* **Exercise aim**: Can you continue the news report below on the interview with Hamas co-founder Mahmoud Zahar, picking up right after its final sentence?

* **Document extract**:
_____
Asked if the State of Israel has the right to exist, he paused then said: “No. Why? You are coming from America and you take my house, you came from Britain and you took my brother’s house, you took this. This is a settlement.

“You are not a citizen. We are the owner of this area – Arabic area. This is well known as an Islamic area.”

Asked why Hamas was spending its money on missiles and rockets rather than on its people, he said: “Give me one example in the world where they have no military ministry to defend themselves?

“We are here protecting ourselves against aggression, against the Israeli aggression. So if it is forbidden, this is a hypocrisy.”

Pressed once more on whether Hamas was prepared to share the land with Jews, he said: “We are not against Jews because Jews were living this area for many centuries. I’m speaking about occupation.”

He said Hamas would talk to President Biden.

“Why not? Mr Biden, yes he is supporting Israel but I think we have a mission as Palestinian people to speak to him frankly.”

It will come as a relief for many that a senior Hamas officials believes this ceasefire will hold for now.

But, like so much in this conflict, the gulf between the two sides remains vast.

Image:
Mahmoud Zahar is a Hamas co-founder

As we left him, he showed me the damage to his neighbour’s house from Israeli airstrikes.

“One last question,” I asked. “How would you define peace?”

“Peace means justice. No peace without justice,” he said.

The prospects of long-term peace elusive as ever.

Analysis: ‘Lingering frustration’ over lack of progress – but perhaps some room for dialogue

By Mark Stone, Sky News correspondent

You wouldn’t expect Mahmoud Zahar to take a conciliatory tone given his seniority in Hamas. He is a co-founder of the group and has been one of its public faces for decades.

Whether dismissing any possibility of a long-term deal with Israel, refuting accusations of Hamas firing rockets from inside civilian areas or his blunt refusal to accept the state of Israel.
_____
* **Data extracts**:
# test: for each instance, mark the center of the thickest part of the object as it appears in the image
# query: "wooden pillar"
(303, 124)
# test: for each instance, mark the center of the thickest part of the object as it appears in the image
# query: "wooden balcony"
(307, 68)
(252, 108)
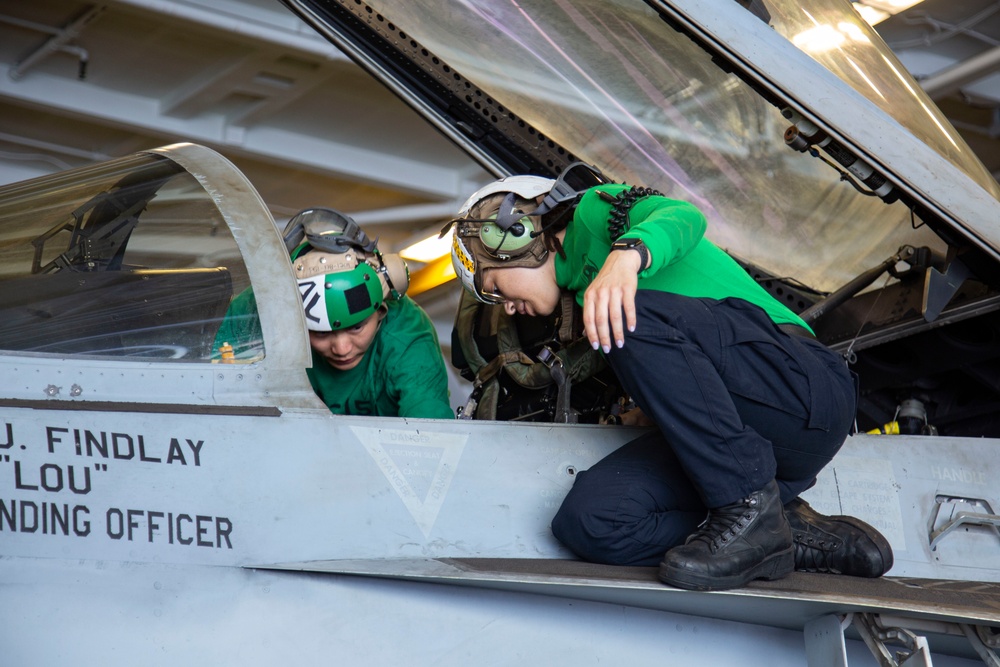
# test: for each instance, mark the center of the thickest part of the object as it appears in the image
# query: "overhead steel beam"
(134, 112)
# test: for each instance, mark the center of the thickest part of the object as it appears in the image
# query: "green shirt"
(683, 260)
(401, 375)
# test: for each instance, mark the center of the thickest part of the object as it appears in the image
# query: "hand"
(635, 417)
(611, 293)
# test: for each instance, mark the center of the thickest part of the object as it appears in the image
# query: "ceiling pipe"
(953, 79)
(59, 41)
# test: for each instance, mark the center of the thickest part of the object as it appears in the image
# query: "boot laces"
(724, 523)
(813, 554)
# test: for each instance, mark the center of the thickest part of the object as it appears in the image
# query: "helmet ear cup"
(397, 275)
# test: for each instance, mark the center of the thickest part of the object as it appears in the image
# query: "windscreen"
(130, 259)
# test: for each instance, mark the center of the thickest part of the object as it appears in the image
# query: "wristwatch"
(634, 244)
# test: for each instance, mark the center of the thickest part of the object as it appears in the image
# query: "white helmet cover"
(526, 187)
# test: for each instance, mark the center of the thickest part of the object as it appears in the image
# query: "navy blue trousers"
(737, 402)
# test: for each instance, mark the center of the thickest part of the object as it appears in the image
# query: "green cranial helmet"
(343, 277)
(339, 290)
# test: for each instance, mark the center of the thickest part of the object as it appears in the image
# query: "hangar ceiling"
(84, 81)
_____
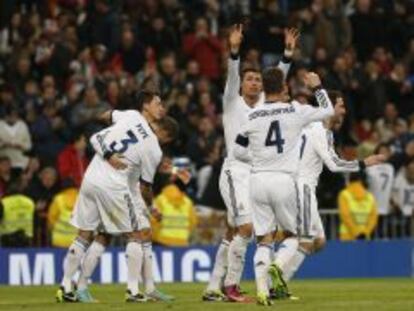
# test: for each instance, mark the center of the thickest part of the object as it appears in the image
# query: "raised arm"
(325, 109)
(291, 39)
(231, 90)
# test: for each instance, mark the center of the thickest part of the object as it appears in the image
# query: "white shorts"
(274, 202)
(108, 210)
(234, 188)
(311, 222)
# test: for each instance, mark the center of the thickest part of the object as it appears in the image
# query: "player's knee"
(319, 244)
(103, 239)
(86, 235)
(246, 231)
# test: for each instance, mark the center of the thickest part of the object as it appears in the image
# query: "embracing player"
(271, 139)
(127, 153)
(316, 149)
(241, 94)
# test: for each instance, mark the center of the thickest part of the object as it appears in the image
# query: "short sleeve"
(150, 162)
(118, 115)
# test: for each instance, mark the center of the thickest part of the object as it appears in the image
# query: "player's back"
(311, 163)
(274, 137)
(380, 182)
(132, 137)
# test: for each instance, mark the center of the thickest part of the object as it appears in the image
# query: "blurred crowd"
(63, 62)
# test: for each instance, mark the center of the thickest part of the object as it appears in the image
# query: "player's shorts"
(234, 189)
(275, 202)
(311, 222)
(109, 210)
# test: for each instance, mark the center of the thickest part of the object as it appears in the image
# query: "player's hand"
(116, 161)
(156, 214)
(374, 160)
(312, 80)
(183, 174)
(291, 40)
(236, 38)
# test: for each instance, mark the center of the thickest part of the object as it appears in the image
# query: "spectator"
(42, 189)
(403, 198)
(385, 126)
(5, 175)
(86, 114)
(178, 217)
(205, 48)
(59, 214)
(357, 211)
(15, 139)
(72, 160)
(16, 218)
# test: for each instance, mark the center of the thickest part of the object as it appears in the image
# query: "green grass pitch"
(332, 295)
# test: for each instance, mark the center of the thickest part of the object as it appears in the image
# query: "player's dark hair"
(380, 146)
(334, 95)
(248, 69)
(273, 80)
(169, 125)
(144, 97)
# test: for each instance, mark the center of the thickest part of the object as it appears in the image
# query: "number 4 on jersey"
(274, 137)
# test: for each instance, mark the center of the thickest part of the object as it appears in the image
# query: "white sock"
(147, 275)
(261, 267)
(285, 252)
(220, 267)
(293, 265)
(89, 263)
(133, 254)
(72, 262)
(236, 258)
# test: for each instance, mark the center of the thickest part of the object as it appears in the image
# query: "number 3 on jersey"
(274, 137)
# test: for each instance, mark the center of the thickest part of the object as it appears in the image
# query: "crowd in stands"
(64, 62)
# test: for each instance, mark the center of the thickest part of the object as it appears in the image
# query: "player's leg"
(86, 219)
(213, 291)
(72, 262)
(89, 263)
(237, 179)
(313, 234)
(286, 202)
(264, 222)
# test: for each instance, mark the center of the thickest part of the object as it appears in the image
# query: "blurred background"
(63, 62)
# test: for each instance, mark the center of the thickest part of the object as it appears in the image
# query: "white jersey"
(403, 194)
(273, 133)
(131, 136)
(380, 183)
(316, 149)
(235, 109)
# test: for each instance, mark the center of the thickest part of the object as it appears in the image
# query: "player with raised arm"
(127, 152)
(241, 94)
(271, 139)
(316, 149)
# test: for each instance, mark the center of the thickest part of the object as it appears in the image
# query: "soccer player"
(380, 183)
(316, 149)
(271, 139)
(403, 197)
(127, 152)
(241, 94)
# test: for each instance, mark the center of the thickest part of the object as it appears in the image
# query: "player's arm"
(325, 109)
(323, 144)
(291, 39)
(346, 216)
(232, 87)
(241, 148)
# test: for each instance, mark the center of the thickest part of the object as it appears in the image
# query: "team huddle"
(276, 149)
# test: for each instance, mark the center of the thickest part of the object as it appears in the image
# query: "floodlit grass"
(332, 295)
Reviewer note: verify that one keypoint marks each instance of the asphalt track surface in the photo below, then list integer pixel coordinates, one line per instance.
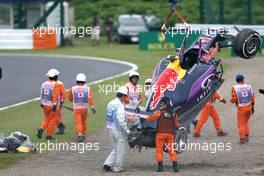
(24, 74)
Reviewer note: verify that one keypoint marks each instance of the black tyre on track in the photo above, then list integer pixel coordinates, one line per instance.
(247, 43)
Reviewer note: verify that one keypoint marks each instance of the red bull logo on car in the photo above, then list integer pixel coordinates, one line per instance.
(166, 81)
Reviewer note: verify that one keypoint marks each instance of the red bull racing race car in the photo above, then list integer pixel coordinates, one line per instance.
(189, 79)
_____
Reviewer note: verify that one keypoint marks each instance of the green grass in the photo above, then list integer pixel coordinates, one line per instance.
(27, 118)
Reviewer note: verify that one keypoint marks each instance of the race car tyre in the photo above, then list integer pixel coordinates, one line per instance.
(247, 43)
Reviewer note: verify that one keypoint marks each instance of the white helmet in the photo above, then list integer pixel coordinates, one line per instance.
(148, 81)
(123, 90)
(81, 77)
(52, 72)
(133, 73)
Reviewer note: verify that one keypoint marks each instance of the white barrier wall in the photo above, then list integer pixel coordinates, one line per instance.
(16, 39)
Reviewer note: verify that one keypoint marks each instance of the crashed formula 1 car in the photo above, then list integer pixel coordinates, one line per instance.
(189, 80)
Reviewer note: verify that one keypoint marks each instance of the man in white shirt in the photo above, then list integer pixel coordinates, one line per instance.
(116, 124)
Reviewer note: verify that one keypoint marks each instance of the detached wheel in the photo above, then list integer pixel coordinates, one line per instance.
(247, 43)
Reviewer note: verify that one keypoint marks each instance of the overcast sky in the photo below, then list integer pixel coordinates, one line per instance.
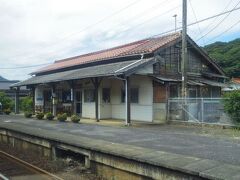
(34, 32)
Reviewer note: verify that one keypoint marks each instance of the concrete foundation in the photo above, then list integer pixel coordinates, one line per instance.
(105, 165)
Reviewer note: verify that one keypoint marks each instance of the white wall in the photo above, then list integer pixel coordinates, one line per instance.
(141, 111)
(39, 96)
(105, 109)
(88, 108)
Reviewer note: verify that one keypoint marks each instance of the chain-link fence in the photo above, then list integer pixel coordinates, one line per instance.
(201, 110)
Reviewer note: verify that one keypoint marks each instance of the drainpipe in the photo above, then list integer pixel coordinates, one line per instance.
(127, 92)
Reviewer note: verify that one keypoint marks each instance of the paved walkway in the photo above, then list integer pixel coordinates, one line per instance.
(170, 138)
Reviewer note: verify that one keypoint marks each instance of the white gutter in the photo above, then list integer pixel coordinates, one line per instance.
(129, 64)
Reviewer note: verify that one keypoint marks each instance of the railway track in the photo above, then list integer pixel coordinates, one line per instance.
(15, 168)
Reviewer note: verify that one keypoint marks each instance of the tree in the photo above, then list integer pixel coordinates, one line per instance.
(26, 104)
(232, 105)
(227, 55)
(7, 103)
_____
* **Output for this task**:
But his comments reflect a lingering frustration with the lack of progress for the millions of Gazans stuck under a crippling Israel-imposed blockade and the fact his domestic rivals, the Palestinian Authority (PA) and its president Mahmoud Abbas, have achieved little in his decades dealing with Israel and western governments.

Dr Zahar, a former Hamas foreign minister and trained surgeon, didn’t rule out talks entirely. He expressed willingness to speak to Joe Biden.

But what was the point, he asked me, of talking with Israel when settlements were expanding and the occupation was tightening? The PA had tried over decades to strike a deal – and failed.

It’s a view shared by the majority of Palestinians.

At times, throughout the interview, it seemed he was as angry, perhaps more angry, with Mahmoud Abbas’ security coordination with Israel than with the Israeli government itself.

Negotiations with Israel whilst the police commit acts of violence against worshippers in Al Aqsa and threaten families with eviction in the neighbourhood of Sheikh Jarrah was unviable – in his view.

His point, essentially, was that the result of President Abbas’ negotiations over the years was to push the Palestinians further away from a visible state than bring them closer to their dreams.

Mahmoud Zahar is at the hardline end of an organisation that does contains pragmatists.

Behind his words I did detect some room for dialogue. But from a Hamas perspective, it begins with Jewish settlements in the West Bank and Palestinian equality across this land.